__提示された文章__
=-=-=

天台宗について

The TENDAI Journal~天台ジャーナル~

天台ジャーナル 第238号

慈愛の心で助け合い――天台宗全国一斉托鉢

 天台宗では毎年12月1日に全国一斉托鉢を行っており、昨年も各教区や各部など全国で実施された。37回を数え「師走の風物詩」と親しまれている。この日を含め、寄せられた浄財は一隅を照らす運動総本部の地球救援募金などを通じて国内外の福祉活動等への支援に活用される。

 全国一斉托鉢は「宗祖伝教大師の精神を現代に生かそう」と昭和61年に始められ、当時の故山田惠諦天台座主猊下も自ら先頭にたって浄財を集められた。

 平成9年(1997)からは12月を「地球救援活動強化月間」と定め、12月1日を全国一斉托鉢の日とし、「慈愛の心で助け合い」をスローガンに一隅を照らす運動の各教区本部、個別寺院単位で実施されている。

 こうした毎年の取り組みが師走の行事として定着。全国の約41カ所では、托鉢行脚はじめ、街頭募金やバザーなど様々な方法で実施されており、心がこもった浄財が全国から年々多く寄せられている。
 
 同日に比叡山麓坂本地区で行われた托鉢には、大樹孝啓天台座主猊下を先頭に、阿部昌宏天台宗宗務総長、水尾寂芳延暦寺執行、延暦寺一山住職並びに職員、天台宗務庁役職員ら約100名が参加。宗祖生誕の地・生源寺で大樹座主猊下の導師で法楽後、坂本地区の里道を戸口で読経しながら托鉢行脚を開始した。

 玄関口で待ち受ける人も多く、心を込めた言葉を添えて大樹座主猊下に浄財を託す方もいた。また戸別托鉢、JRや私鉄の駅で街頭募金も実施された。

 なお寄せられた浄財は、NHK歳末たすけあいと同海外たすけあいの他、各地の社会福祉協議会や日本赤十字社に寄託される。

素晴らしき言葉たち -Wonderful Words-

 今まで出来ていたことを授かっていたこととお思いになるのか、お出来にならないことを「お返しした」と表現され、受け止めていらっしゃるご様子です

「上皇后陛下のご近況について(お誕生日に際し)」 令和2年 宮内庁

 できることを「授かる」、できなくなったことを「お返しする」という言葉にありがたく感じる1年でした。
 
 私事ですが、今年は病を得たり、さらに大けがをしたことが原因で、1年前までできていたことをいくつも手放すことになり、気持ちが沈みがちだったこともあります。

=-=-=

__取り組む課題__
- a) 天台ジャーナルの文章で、姓と名がそろって記されている人物をすべて挙げてください。
- b) 天台ジャーナルの文章のうち、「天台宗では毎年12月1日に全」に始まり「や日本赤十字社に寄託される。」に終わる部分を、一字も変えずに書き写してください。
次に並ぶ行は、天台ジャーナルの文章とは別の出典から取られたものです。

=-=-=

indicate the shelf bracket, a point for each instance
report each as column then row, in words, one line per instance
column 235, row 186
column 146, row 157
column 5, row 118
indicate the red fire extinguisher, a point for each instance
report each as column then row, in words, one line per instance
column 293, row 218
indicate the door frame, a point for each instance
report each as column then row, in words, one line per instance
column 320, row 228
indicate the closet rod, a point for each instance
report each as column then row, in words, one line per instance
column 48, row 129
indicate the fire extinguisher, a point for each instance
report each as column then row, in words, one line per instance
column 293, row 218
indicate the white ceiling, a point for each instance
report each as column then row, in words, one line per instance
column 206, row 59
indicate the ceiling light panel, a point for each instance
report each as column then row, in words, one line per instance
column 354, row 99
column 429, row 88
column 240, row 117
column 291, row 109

=-=-=

__課題の解答__
- a) 山田惠諦、大樹孝啓、阿部昌宏、水尾寂芳

- b)
天台宗では毎年12月1日に全国一斉托鉢を行っており、昨年も各教区や各部など全国で実施された。37回を数え「師走の風物詩」と親しまれている。この日を含め、寄せられた浄財は一隅を照らす運動総本部の地球救援募金などを通じて国内外の福祉活動等への支援に活用される。

 全国一斉托鉢は「宗祖伝教大師の精神を現代に生かそう」と昭和61年に始められ、当時の故山田惠諦天台座主猊下も自ら先頭にたって浄財を集められた。

 平成9年(1997)からは12月を「地球救援活動強化月間」と定め、12月1日を全国一斉托鉢の日とし、「慈愛の心で助け合い」をスローガンに一隅を照らす運動の各教区本部、個別寺院単位で実施されている。

 こうした毎年の取り組みが師走の行事として定着。全国の約41カ所では、托鉢行脚はじめ、街頭募金やバザーなど様々な方法で実施されており、心がこもった浄財が全国から年々多く寄せられている。
 
 同日に比叡山麓坂本地区で行われた托鉢には、大樹孝啓天台座主猊下を先頭に、阿部昌宏天台宗宗務総長、水尾寂芳延暦寺執行、延暦寺一山住職並びに職員、天台宗務庁役職員ら約100名が参加。宗祖生誕の地・生源寺で大樹座主猊下の導師で法楽後、坂本地区の里道を戸口で読経しながら托鉢行脚を開始した。

 玄関口で待ち受ける人も多く、心を込めた言葉を添えて大樹座主猊下に浄財を託す方もいた。また戸別托鉢、JRや私鉄の駅で街頭募金も実施された。

 なお寄せられた浄財は、NHK歳末たすけあいと同海外たすけあいの他、各地の社会福祉協議会や日本赤十字社に寄託される。